EXERCISE BRIEF: The data should be printed in full, character for character.

DATA EXCERPTS:
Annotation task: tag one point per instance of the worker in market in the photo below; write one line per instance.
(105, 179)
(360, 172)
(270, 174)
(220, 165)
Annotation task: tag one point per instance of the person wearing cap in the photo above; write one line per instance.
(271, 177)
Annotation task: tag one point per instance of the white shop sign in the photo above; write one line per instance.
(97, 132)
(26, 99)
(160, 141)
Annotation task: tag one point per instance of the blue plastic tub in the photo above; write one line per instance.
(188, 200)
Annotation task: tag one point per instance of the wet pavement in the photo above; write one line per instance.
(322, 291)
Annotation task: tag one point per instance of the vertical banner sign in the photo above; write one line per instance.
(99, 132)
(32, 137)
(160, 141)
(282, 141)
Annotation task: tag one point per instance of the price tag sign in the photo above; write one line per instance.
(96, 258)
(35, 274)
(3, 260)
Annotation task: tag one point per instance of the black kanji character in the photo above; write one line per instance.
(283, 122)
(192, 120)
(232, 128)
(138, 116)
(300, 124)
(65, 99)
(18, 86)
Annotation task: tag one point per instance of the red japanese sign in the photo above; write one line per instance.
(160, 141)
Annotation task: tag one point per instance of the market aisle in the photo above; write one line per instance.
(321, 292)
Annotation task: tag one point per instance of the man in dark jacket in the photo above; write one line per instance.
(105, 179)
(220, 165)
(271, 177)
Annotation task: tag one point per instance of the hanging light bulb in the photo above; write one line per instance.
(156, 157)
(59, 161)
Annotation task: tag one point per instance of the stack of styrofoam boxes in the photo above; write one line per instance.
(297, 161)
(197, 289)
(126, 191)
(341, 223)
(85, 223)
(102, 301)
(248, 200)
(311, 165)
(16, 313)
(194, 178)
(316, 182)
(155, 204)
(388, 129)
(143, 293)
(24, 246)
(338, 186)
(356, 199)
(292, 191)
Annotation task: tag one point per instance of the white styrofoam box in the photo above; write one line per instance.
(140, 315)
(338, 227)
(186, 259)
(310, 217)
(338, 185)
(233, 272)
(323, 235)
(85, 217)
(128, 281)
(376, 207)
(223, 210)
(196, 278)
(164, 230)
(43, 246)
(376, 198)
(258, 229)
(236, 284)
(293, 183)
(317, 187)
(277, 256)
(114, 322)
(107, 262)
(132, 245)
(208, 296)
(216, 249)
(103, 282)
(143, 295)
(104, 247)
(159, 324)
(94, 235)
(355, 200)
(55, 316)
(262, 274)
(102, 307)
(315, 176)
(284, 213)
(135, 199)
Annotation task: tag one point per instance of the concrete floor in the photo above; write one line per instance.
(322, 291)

RESPONSE:
Annotation task: tag one point per instance of the worker in market in the photo below; write one line per instance.
(105, 179)
(360, 172)
(270, 174)
(220, 165)
Annotation task: tag one point per instance of the person wearing cap in the photo above; write one line per instance.
(271, 177)
Annotation task: tag one point per instance of the white shop sign in the photo above; write one line per instance.
(97, 132)
(26, 99)
(160, 141)
Annotation task: tag one point per instance of the blue plastic tub in the photo above; write one line per instance.
(188, 200)
Annotation task: tag one point per instance of the wet pavement in the photo above; write one line per instance.
(322, 291)
Annotation task: tag one point per instance of the vertical banner sign in the photo above; write one line per instance.
(99, 132)
(32, 137)
(160, 141)
(282, 141)
Annotation task: tag one point per instance of the price tag sign in the photo above; write one line per instance.
(96, 258)
(35, 274)
(3, 260)
Annotation task: tag one point per instance of the black kanji character in the photo above; write one line per instance.
(283, 122)
(192, 120)
(232, 128)
(138, 116)
(300, 124)
(65, 99)
(18, 86)
Annotation task: tag one point per instance of the red japanese sign in the photo above; write one line per instance.
(160, 141)
Annotation task: tag one point per instance of the market aisle in the photo above; write one line per instance.
(321, 292)
Annotation task: tag one point per instance of the man in dark jacket in the photo above; write one line per instance.
(105, 179)
(220, 165)
(271, 177)
Annotation task: tag one point per instance of the hanging light bulb in the photo above; write one line per instance.
(156, 157)
(59, 161)
Annotation task: tag one point per instance of the stack of styrofoam boxes in the photo above; write one line per instance.
(297, 161)
(197, 289)
(126, 191)
(341, 223)
(85, 223)
(102, 301)
(248, 200)
(311, 165)
(16, 313)
(194, 178)
(316, 182)
(155, 204)
(388, 129)
(143, 293)
(24, 246)
(338, 186)
(356, 199)
(292, 191)
Annotation task: tag one point per instance of the white styrofoam box in the photo above; write one line per instance.
(140, 315)
(338, 227)
(186, 259)
(310, 217)
(338, 185)
(233, 272)
(323, 235)
(85, 217)
(128, 281)
(376, 207)
(223, 210)
(196, 278)
(164, 230)
(43, 246)
(376, 198)
(258, 229)
(236, 284)
(293, 183)
(317, 187)
(277, 256)
(114, 322)
(107, 262)
(132, 245)
(208, 296)
(216, 249)
(103, 282)
(143, 295)
(104, 247)
(159, 324)
(94, 235)
(355, 200)
(55, 316)
(262, 274)
(102, 307)
(315, 176)
(284, 213)
(135, 199)
Annotation task: tag one point per instance of the concrete floor in the photo above; write one line per instance.
(322, 291)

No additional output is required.